— START OF Records for processing —

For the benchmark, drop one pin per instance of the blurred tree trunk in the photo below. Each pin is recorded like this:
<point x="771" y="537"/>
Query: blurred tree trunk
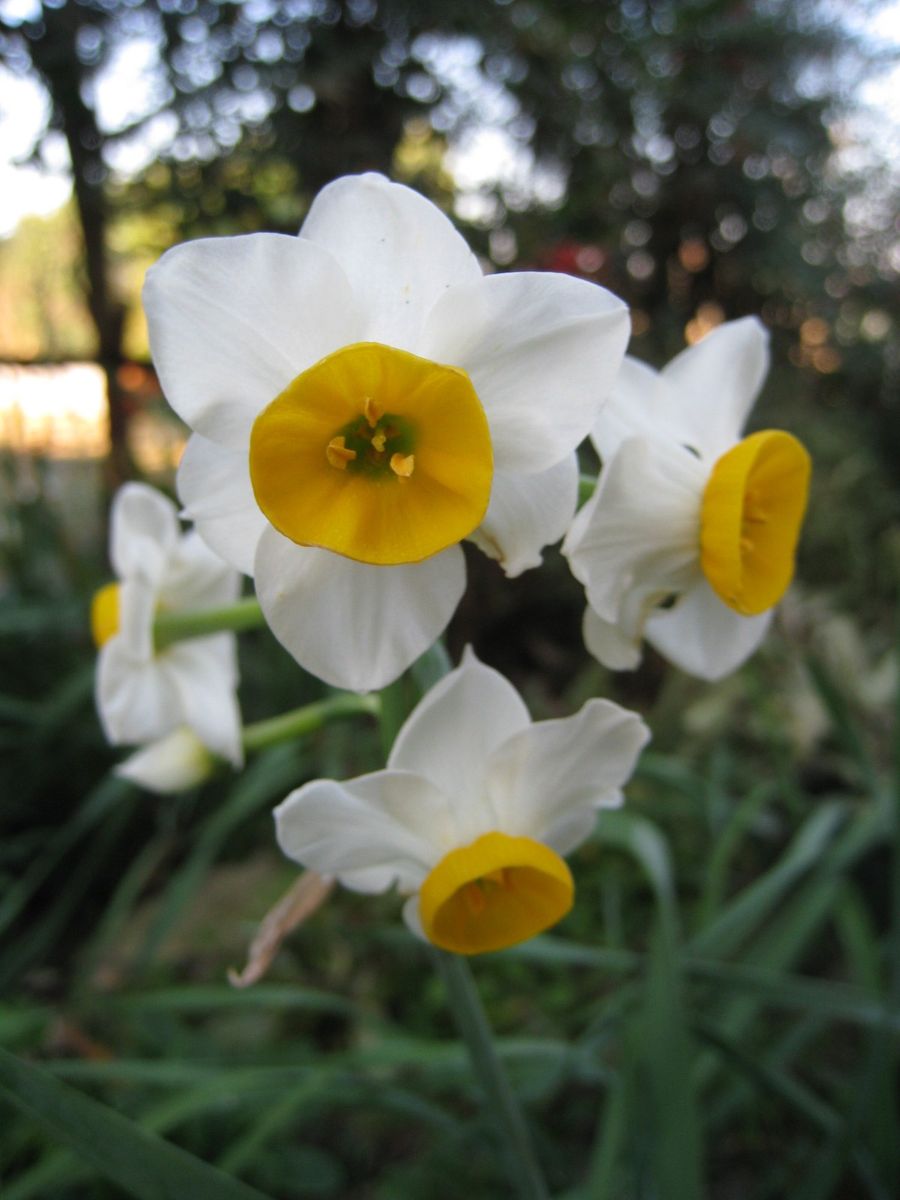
<point x="55" y="55"/>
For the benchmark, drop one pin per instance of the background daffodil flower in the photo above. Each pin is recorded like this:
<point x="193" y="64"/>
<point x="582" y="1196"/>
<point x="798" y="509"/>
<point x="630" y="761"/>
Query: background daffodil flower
<point x="363" y="399"/>
<point x="473" y="813"/>
<point x="144" y="694"/>
<point x="690" y="537"/>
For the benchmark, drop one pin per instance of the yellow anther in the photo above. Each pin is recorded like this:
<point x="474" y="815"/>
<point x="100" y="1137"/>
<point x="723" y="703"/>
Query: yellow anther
<point x="315" y="491"/>
<point x="372" y="412"/>
<point x="402" y="465"/>
<point x="337" y="454"/>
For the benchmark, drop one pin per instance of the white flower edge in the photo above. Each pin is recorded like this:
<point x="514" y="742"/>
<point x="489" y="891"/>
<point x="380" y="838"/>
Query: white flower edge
<point x="701" y="399"/>
<point x="468" y="761"/>
<point x="143" y="695"/>
<point x="169" y="765"/>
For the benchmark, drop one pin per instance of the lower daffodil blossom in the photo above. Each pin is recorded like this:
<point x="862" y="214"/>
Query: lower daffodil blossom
<point x="169" y="765"/>
<point x="473" y="813"/>
<point x="363" y="400"/>
<point x="690" y="537"/>
<point x="144" y="694"/>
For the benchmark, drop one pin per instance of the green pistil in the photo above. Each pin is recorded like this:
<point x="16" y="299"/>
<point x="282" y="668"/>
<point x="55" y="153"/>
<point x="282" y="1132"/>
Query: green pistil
<point x="400" y="437"/>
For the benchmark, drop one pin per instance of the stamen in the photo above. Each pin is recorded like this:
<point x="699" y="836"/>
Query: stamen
<point x="337" y="453"/>
<point x="372" y="412"/>
<point x="402" y="465"/>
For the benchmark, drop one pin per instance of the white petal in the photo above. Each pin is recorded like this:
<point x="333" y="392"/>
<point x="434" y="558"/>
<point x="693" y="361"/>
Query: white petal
<point x="367" y="832"/>
<point x="717" y="382"/>
<point x="137" y="609"/>
<point x="354" y="625"/>
<point x="528" y="513"/>
<point x="642" y="526"/>
<point x="546" y="778"/>
<point x="399" y="251"/>
<point x="197" y="577"/>
<point x="214" y="486"/>
<point x="202" y="673"/>
<point x="451" y="733"/>
<point x="641" y="405"/>
<point x="543" y="352"/>
<point x="136" y="701"/>
<point x="143" y="532"/>
<point x="618" y="647"/>
<point x="703" y="636"/>
<point x="232" y="321"/>
<point x="171" y="765"/>
<point x="191" y="683"/>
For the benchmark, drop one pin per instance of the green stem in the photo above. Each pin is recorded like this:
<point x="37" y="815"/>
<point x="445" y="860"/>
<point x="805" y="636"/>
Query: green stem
<point x="587" y="486"/>
<point x="475" y="1031"/>
<point x="307" y="719"/>
<point x="173" y="627"/>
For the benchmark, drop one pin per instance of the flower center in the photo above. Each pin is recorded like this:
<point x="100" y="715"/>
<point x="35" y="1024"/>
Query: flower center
<point x="375" y="454"/>
<point x="493" y="893"/>
<point x="750" y="520"/>
<point x="105" y="613"/>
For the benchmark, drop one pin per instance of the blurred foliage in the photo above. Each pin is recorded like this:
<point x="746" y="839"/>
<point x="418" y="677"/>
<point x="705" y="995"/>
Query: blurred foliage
<point x="719" y="1014"/>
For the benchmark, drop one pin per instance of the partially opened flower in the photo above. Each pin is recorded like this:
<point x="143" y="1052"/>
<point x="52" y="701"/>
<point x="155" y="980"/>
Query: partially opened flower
<point x="364" y="399"/>
<point x="144" y="693"/>
<point x="690" y="537"/>
<point x="473" y="813"/>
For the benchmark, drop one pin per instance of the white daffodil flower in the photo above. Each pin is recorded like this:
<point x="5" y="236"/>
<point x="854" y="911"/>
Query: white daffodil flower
<point x="473" y="813"/>
<point x="363" y="400"/>
<point x="169" y="765"/>
<point x="690" y="537"/>
<point x="143" y="693"/>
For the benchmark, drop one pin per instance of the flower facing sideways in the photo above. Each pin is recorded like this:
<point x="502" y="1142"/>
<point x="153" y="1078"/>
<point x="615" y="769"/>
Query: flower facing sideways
<point x="690" y="537"/>
<point x="473" y="813"/>
<point x="143" y="693"/>
<point x="363" y="400"/>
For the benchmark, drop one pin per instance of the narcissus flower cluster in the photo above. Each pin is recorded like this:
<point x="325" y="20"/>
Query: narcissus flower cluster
<point x="363" y="399"/>
<point x="185" y="693"/>
<point x="473" y="813"/>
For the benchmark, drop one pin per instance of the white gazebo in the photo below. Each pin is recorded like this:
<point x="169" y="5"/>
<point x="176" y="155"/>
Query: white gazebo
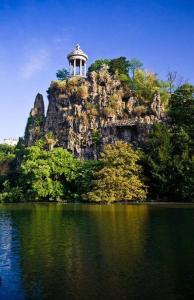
<point x="77" y="62"/>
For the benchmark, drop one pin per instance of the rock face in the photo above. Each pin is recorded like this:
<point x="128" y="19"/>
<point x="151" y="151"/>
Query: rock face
<point x="35" y="124"/>
<point x="84" y="114"/>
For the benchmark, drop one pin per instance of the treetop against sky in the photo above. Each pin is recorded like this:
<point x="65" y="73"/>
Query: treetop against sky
<point x="36" y="36"/>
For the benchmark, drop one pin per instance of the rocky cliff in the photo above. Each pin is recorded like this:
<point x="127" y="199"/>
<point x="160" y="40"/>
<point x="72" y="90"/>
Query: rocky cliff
<point x="86" y="113"/>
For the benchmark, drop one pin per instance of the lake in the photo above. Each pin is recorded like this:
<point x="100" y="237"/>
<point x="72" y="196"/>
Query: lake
<point x="90" y="252"/>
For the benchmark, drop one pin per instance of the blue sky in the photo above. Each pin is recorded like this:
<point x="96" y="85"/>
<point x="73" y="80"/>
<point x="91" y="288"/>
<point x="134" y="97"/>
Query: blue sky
<point x="36" y="35"/>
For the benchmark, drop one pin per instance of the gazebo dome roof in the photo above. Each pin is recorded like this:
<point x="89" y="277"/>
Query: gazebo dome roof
<point x="77" y="52"/>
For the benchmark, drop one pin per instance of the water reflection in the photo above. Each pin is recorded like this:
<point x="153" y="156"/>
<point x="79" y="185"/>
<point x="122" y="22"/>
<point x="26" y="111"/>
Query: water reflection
<point x="99" y="252"/>
<point x="10" y="279"/>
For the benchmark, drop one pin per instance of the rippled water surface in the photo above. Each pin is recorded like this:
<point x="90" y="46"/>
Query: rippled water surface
<point x="89" y="252"/>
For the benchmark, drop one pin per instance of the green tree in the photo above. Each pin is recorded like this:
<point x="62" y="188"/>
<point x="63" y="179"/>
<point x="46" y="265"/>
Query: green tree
<point x="169" y="164"/>
<point x="98" y="64"/>
<point x="133" y="65"/>
<point x="181" y="108"/>
<point x="119" y="65"/>
<point x="62" y="74"/>
<point x="157" y="159"/>
<point x="118" y="178"/>
<point x="47" y="175"/>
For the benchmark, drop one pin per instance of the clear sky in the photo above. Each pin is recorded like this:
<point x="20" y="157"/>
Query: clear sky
<point x="36" y="35"/>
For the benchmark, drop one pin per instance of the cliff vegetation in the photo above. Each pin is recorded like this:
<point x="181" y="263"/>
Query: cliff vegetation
<point x="121" y="134"/>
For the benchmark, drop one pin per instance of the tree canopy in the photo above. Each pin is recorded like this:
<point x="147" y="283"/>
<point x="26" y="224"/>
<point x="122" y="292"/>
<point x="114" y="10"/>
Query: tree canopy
<point x="118" y="178"/>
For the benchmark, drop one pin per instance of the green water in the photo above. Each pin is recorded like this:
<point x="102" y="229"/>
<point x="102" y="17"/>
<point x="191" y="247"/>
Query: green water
<point x="55" y="251"/>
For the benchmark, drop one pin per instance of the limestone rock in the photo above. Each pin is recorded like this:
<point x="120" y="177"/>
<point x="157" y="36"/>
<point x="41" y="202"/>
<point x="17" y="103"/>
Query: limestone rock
<point x="84" y="114"/>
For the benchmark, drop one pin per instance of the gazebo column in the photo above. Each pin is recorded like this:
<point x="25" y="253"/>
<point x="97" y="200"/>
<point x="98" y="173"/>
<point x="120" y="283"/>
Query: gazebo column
<point x="70" y="68"/>
<point x="80" y="68"/>
<point x="74" y="67"/>
<point x="85" y="69"/>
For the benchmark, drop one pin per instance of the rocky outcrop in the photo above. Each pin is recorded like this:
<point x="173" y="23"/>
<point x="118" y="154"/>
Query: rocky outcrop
<point x="35" y="124"/>
<point x="84" y="114"/>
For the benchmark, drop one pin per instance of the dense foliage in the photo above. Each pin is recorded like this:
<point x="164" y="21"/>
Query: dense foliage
<point x="118" y="178"/>
<point x="62" y="74"/>
<point x="164" y="169"/>
<point x="169" y="157"/>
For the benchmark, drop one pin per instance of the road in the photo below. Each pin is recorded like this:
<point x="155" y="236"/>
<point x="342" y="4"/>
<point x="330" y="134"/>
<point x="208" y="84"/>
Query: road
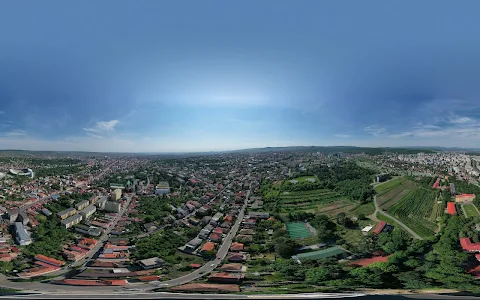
<point x="137" y="295"/>
<point x="221" y="254"/>
<point x="184" y="218"/>
<point x="378" y="209"/>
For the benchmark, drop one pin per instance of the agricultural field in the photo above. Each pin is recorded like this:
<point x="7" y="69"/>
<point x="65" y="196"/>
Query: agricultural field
<point x="298" y="230"/>
<point x="470" y="210"/>
<point x="394" y="193"/>
<point x="416" y="210"/>
<point x="389" y="185"/>
<point x="365" y="209"/>
<point x="304" y="178"/>
<point x="306" y="200"/>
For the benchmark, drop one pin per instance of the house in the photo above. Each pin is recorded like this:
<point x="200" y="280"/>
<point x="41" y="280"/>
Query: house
<point x="379" y="227"/>
<point x="226" y="277"/>
<point x="73" y="220"/>
<point x="162" y="188"/>
<point x="205" y="231"/>
<point x="215" y="237"/>
<point x="101" y="203"/>
<point x="193" y="244"/>
<point x="22" y="237"/>
<point x="205" y="220"/>
<point x="259" y="215"/>
<point x="116" y="195"/>
<point x="244" y="238"/>
<point x="67" y="213"/>
<point x="236" y="247"/>
<point x="451" y="209"/>
<point x="468" y="246"/>
<point x="246" y="231"/>
<point x="112" y="206"/>
<point x="151" y="263"/>
<point x="49" y="260"/>
<point x="46" y="212"/>
<point x="88" y="211"/>
<point x="150" y="227"/>
<point x="207" y="247"/>
<point x="82" y="204"/>
<point x="236" y="257"/>
<point x="233" y="267"/>
<point x="465" y="198"/>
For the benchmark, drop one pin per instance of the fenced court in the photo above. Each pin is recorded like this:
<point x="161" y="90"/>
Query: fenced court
<point x="298" y="230"/>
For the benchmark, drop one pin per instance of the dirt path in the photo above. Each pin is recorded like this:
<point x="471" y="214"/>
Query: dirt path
<point x="378" y="209"/>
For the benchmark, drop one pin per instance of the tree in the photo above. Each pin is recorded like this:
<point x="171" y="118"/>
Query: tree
<point x="285" y="247"/>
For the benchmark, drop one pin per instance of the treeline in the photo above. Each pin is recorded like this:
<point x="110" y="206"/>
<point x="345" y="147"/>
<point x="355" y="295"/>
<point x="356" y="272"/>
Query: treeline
<point x="413" y="264"/>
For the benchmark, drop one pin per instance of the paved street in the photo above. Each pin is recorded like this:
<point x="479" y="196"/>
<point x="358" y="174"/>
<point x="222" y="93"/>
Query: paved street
<point x="222" y="253"/>
<point x="122" y="295"/>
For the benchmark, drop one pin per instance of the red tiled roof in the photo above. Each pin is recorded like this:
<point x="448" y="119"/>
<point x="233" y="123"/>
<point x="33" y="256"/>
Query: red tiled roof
<point x="208" y="246"/>
<point x="379" y="227"/>
<point x="467" y="245"/>
<point x="49" y="260"/>
<point x="149" y="278"/>
<point x="451" y="209"/>
<point x="236" y="246"/>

— END OF Records for processing —

### Exercise description
Can you put the stretch of the records from the line containing "For the benchmark, drop one pin per instance of the treeline" through the last line of the records into a numbered list, leaving out any blank lines?

### Result of this task
1. For the benchmark, drop one pin per instance of the treeline in the photo above. Each pin is recorded like this:
2. <point x="110" y="206"/>
3. <point x="345" y="147"/>
4. <point x="355" y="295"/>
5. <point x="356" y="272"/>
6. Query: treeline
7. <point x="413" y="264"/>
8. For the benchmark, drop one pin per instance of the paved street in the photo above. Each pin is recorded like this:
9. <point x="479" y="196"/>
10. <point x="358" y="174"/>
11. <point x="222" y="93"/>
12. Query: paved street
13. <point x="222" y="253"/>
14. <point x="122" y="295"/>
15. For the benchmark, drop one pin per instance of the red tiled roof in the photo above. Each pin is recorded like this:
16. <point x="448" y="119"/>
17. <point x="233" y="123"/>
18. <point x="33" y="256"/>
19. Query: red tiled roof
20. <point x="208" y="246"/>
21. <point x="379" y="227"/>
22. <point x="467" y="245"/>
23. <point x="49" y="260"/>
24. <point x="149" y="278"/>
25. <point x="451" y="209"/>
26. <point x="236" y="246"/>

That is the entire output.